Without any of their pictures, return all of the records exactly.
++++ EXERCISE DATA ++++
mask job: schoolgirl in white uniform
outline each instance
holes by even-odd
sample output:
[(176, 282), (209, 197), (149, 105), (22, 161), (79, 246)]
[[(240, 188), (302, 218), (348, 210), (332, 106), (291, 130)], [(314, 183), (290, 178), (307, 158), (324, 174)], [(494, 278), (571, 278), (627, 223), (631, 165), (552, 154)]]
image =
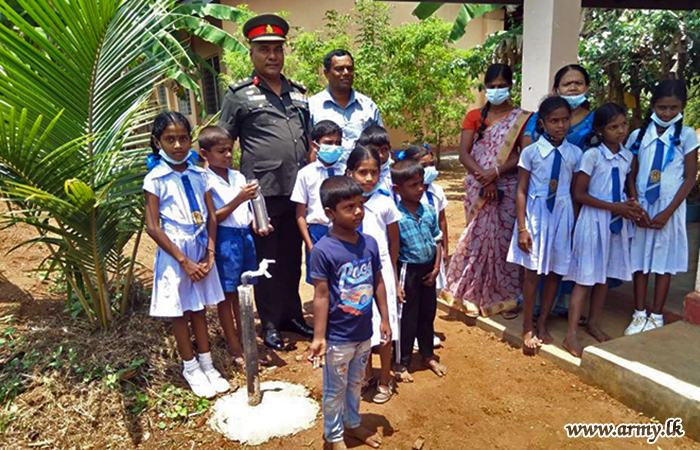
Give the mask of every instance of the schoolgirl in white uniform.
[[(625, 334), (663, 326), (671, 276), (688, 270), (685, 199), (695, 185), (698, 138), (683, 126), (687, 90), (681, 80), (656, 86), (642, 127), (627, 146), (635, 156), (633, 192), (648, 217), (637, 223), (632, 239), (635, 312)], [(656, 274), (654, 303), (647, 317), (649, 274)]]
[[(392, 200), (389, 192), (379, 186), (380, 157), (379, 154), (364, 147), (356, 145), (348, 158), (347, 174), (354, 178), (364, 191), (365, 217), (360, 231), (372, 236), (377, 241), (379, 256), (382, 262), (382, 278), (386, 287), (387, 309), (389, 311), (389, 325), (394, 341), (399, 340), (399, 320), (397, 303), (397, 278), (396, 265), (399, 255), (399, 219), (401, 213)], [(381, 315), (379, 309), (372, 309), (372, 346), (380, 345), (381, 333), (379, 324)], [(388, 402), (393, 394), (391, 382), (391, 345), (379, 346), (381, 358), (381, 376), (377, 383), (377, 392), (374, 396), (375, 403)], [(371, 380), (372, 364), (367, 364), (367, 380)]]
[(624, 192), (633, 158), (623, 145), (629, 131), (627, 112), (620, 105), (607, 103), (596, 110), (593, 128), (601, 144), (583, 154), (577, 169), (573, 195), (582, 207), (574, 230), (571, 266), (564, 277), (576, 283), (564, 348), (579, 358), (583, 352), (579, 320), (591, 290), (586, 331), (600, 342), (610, 339), (599, 323), (608, 279), (632, 280), (629, 243), (633, 225), (628, 219), (644, 215), (636, 199), (627, 199)]
[(224, 300), (224, 293), (214, 263), (214, 206), (206, 171), (189, 161), (190, 130), (182, 114), (165, 111), (151, 132), (154, 154), (143, 182), (146, 231), (158, 244), (150, 314), (171, 318), (185, 380), (196, 395), (213, 397), (230, 386), (214, 368), (204, 309)]
[[(561, 97), (542, 102), (539, 126), (543, 137), (523, 149), (518, 163), (516, 230), (507, 261), (524, 267), (523, 340), (526, 349), (553, 341), (547, 317), (561, 276), (569, 271), (574, 206), (571, 180), (581, 159), (580, 148), (566, 140), (571, 126), (571, 107)], [(533, 329), (533, 310), (540, 275), (542, 311)]]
++++
_RESPONSE TO THE EXERCISE_
mask job: schoolgirl in white uniform
outline each instance
holes by even-odd
sample output:
[(176, 282), (209, 197), (149, 105), (22, 161), (79, 246)]
[[(240, 188), (302, 218), (348, 210), (332, 106), (291, 130)], [(314, 183), (290, 178), (307, 158), (324, 174)], [(494, 278), (571, 278), (627, 223), (631, 165), (552, 154)]]
image =
Give the mask of every instance of the schoolgirl in white uniform.
[[(625, 334), (663, 326), (671, 276), (688, 270), (685, 199), (695, 185), (698, 138), (683, 126), (687, 90), (681, 80), (656, 86), (642, 127), (627, 146), (635, 156), (633, 192), (648, 217), (637, 223), (632, 239), (635, 312)], [(656, 274), (654, 303), (647, 317), (649, 274)]]
[[(392, 200), (389, 192), (379, 186), (380, 157), (379, 154), (364, 147), (356, 145), (348, 158), (347, 174), (354, 178), (364, 191), (365, 217), (360, 231), (372, 236), (377, 241), (379, 256), (382, 262), (382, 278), (386, 287), (387, 309), (389, 311), (389, 325), (394, 341), (399, 340), (399, 320), (397, 303), (397, 278), (396, 265), (399, 255), (399, 219), (401, 213)], [(381, 315), (379, 309), (372, 309), (372, 346), (380, 345), (381, 333), (379, 324)], [(388, 402), (393, 394), (391, 382), (391, 345), (379, 346), (381, 358), (381, 376), (377, 383), (377, 392), (374, 396), (375, 403)], [(371, 380), (372, 364), (367, 364), (367, 380)]]
[(624, 192), (633, 158), (623, 145), (629, 131), (627, 112), (620, 105), (607, 103), (596, 110), (593, 128), (601, 144), (583, 154), (577, 169), (573, 195), (582, 207), (574, 230), (571, 266), (564, 277), (576, 283), (564, 348), (579, 358), (583, 352), (579, 320), (591, 290), (586, 331), (600, 342), (610, 339), (599, 323), (608, 279), (632, 280), (629, 243), (633, 225), (628, 219), (644, 215), (636, 199), (627, 199)]
[(224, 300), (224, 293), (214, 263), (214, 206), (206, 171), (189, 161), (190, 130), (182, 114), (165, 111), (151, 132), (154, 154), (143, 182), (146, 231), (158, 244), (150, 314), (171, 318), (185, 380), (196, 395), (213, 397), (230, 386), (214, 368), (204, 309)]
[[(561, 97), (542, 102), (539, 126), (543, 137), (523, 149), (518, 163), (516, 230), (507, 261), (524, 267), (523, 340), (526, 349), (553, 341), (547, 317), (561, 276), (569, 271), (574, 206), (571, 180), (581, 159), (580, 148), (566, 140), (571, 126), (571, 107)], [(533, 329), (533, 310), (540, 275), (542, 311)]]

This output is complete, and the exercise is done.